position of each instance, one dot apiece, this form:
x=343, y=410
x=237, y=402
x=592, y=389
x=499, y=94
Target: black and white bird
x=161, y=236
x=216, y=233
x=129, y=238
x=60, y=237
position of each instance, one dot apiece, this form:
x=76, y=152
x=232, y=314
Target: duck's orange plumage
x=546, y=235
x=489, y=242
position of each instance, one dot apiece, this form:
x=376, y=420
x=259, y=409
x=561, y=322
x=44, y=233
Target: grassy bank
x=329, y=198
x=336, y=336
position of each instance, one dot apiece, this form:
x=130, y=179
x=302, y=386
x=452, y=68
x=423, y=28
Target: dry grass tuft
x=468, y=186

-----

**Action item**
From the line containing "x=302, y=386" to the final line above, output everything. Change nothing and add nothing.

**Task response**
x=302, y=386
x=452, y=68
x=423, y=28
Target: dry grass tuft
x=468, y=186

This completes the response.